EXERCISE:
In the items below, starting at the top and ending with the line containing "xmin=116 ymin=0 xmax=215 ymax=528", switch "Coordinate style" to "Box format" and give those lines back with nothing else changed.

RECORDS SHOWN:
___
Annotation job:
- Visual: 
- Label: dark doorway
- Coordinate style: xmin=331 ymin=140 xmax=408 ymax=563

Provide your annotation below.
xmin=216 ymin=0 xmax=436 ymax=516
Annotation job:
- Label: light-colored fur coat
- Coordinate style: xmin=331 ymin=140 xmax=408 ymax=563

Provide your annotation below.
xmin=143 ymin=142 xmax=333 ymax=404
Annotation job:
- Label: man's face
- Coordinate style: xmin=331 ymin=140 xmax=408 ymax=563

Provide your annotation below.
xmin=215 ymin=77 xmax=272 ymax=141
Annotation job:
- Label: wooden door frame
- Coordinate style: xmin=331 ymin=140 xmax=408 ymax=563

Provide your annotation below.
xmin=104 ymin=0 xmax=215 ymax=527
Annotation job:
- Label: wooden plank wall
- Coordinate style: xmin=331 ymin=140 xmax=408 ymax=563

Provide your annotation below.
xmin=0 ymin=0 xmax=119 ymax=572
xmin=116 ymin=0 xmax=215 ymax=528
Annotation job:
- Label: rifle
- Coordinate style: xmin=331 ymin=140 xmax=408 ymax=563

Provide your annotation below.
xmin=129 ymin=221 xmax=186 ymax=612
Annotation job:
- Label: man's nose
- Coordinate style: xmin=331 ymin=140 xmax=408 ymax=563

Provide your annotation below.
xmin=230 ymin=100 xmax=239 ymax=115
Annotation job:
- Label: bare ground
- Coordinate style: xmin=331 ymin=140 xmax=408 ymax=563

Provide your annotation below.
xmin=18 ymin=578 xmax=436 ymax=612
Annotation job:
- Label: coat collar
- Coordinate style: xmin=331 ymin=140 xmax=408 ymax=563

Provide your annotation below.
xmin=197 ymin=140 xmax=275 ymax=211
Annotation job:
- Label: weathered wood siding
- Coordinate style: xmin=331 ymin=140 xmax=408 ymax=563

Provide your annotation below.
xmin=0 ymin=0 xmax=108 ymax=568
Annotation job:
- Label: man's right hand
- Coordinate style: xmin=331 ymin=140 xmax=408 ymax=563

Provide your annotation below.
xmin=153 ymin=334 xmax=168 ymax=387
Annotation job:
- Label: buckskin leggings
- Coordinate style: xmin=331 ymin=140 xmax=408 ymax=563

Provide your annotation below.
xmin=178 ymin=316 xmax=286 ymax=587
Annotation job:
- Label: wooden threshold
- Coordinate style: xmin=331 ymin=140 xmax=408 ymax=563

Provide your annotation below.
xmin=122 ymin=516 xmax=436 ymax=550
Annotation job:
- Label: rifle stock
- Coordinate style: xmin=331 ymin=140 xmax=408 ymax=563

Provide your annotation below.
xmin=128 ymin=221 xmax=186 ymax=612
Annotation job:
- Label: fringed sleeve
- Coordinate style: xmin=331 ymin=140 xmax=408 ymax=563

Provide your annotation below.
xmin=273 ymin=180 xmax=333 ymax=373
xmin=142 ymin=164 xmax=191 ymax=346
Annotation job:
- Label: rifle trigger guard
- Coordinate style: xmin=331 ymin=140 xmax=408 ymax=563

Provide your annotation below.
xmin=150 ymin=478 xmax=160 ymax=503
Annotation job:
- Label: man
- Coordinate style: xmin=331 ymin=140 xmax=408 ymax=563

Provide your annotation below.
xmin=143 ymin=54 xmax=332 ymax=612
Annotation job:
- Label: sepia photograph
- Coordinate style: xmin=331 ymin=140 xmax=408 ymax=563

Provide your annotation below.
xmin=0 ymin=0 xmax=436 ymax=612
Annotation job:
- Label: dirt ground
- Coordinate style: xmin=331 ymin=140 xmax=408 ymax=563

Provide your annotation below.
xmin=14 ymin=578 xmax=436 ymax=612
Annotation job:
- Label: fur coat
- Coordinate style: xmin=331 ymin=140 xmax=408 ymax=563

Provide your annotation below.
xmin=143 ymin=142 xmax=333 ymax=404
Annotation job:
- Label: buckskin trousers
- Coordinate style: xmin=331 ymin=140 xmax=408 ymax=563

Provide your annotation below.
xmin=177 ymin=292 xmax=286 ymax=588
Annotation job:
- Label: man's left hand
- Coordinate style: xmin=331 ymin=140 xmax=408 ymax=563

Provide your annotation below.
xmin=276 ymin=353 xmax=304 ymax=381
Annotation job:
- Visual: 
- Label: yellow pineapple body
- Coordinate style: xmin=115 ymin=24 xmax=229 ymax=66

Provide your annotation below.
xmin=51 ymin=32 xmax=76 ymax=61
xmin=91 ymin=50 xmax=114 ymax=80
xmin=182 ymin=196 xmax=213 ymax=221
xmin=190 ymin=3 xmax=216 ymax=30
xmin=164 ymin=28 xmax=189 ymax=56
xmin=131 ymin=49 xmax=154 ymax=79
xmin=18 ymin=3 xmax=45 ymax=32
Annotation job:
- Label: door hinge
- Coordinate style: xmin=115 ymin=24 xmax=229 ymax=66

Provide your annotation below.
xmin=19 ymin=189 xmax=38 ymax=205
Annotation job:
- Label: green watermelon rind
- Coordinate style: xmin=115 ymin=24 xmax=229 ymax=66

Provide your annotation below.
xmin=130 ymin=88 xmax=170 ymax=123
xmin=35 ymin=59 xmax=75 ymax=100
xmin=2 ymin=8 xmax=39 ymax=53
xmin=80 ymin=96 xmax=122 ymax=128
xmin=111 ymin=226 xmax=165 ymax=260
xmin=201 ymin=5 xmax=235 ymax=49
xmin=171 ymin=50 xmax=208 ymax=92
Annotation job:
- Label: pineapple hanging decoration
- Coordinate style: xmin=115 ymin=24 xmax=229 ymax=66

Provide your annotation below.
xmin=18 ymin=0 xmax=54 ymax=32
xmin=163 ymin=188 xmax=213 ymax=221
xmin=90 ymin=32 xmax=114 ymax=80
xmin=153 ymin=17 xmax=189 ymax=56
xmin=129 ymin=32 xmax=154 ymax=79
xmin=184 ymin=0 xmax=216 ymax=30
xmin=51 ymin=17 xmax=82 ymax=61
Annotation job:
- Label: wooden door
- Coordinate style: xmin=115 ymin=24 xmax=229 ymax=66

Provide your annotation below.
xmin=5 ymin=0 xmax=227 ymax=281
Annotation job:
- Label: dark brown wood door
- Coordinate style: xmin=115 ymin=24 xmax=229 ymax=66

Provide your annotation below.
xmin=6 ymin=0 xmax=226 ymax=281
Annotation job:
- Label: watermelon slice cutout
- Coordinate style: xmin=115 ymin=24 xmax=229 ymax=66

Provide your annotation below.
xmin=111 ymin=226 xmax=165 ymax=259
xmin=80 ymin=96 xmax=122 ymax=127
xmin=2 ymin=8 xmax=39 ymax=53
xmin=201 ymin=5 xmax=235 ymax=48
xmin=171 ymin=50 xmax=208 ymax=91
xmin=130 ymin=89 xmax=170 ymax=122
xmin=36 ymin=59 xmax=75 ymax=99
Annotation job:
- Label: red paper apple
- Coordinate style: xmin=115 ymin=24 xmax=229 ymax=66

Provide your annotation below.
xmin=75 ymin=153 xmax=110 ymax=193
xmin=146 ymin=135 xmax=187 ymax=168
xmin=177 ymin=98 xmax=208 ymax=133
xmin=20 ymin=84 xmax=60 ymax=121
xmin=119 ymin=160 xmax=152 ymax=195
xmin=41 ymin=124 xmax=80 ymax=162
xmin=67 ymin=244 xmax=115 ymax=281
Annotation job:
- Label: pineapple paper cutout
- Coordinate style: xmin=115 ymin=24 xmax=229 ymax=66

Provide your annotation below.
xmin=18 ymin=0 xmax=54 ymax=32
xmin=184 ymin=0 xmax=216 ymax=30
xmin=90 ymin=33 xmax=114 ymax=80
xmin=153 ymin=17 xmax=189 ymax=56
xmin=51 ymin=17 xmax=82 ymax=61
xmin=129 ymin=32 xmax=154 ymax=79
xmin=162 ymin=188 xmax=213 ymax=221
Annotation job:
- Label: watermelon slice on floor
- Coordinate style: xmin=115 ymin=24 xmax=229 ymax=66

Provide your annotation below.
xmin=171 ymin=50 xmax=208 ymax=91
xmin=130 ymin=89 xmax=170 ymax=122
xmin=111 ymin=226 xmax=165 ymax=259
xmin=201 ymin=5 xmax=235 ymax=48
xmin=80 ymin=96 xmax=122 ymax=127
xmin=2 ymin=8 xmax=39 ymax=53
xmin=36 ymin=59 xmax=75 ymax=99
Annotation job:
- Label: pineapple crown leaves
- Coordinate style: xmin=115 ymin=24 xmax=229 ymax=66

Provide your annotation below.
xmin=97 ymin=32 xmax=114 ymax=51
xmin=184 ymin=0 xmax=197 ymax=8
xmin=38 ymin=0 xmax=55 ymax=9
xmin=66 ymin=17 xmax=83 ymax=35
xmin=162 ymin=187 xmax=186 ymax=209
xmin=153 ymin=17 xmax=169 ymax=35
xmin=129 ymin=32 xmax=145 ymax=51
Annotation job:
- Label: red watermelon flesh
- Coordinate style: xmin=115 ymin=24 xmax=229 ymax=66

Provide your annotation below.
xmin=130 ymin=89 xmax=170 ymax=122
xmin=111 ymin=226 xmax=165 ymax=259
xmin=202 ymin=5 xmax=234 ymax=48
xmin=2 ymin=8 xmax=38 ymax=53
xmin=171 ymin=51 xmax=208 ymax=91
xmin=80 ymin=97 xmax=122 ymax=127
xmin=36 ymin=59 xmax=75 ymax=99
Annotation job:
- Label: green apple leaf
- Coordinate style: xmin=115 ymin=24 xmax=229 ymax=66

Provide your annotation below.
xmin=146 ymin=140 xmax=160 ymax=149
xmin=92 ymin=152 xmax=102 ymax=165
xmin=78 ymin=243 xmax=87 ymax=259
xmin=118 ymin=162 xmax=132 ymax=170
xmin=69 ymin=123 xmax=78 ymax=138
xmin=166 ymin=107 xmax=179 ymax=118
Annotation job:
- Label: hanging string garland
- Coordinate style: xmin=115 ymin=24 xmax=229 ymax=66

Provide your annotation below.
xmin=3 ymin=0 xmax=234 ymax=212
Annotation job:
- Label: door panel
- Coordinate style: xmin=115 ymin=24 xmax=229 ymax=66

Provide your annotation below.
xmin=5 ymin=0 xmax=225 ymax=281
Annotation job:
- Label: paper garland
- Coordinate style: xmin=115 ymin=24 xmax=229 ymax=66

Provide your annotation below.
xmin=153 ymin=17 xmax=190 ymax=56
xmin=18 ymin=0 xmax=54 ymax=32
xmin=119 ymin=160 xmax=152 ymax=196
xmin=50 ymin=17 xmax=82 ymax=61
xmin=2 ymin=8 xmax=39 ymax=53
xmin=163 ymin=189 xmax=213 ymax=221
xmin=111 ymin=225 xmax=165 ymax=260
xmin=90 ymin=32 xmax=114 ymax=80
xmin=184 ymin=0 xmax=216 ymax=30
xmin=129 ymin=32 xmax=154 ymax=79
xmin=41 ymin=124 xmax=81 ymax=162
___
RESPONSE BELOW:
Annotation job:
- Visual: 
- Label: dark doorway
- Box format: xmin=331 ymin=140 xmax=408 ymax=563

Provide your annotation below.
xmin=216 ymin=0 xmax=436 ymax=516
Annotation job:
- Label: light-colored fur coat
- Box format: xmin=331 ymin=140 xmax=408 ymax=563

Provide your annotation below.
xmin=143 ymin=142 xmax=333 ymax=404
Annotation job:
- Label: man's face
- Box format: xmin=331 ymin=140 xmax=408 ymax=563

Provide your annotation below.
xmin=215 ymin=77 xmax=272 ymax=141
Annotation job:
- Label: wooden door frame
- Box format: xmin=331 ymin=140 xmax=408 ymax=563

Provide your annotation below.
xmin=104 ymin=0 xmax=215 ymax=527
Annotation job:
- Label: wooden plank wall
- Box format: xmin=331 ymin=140 xmax=408 ymax=563

Provide your annotation below.
xmin=0 ymin=0 xmax=119 ymax=572
xmin=116 ymin=0 xmax=215 ymax=528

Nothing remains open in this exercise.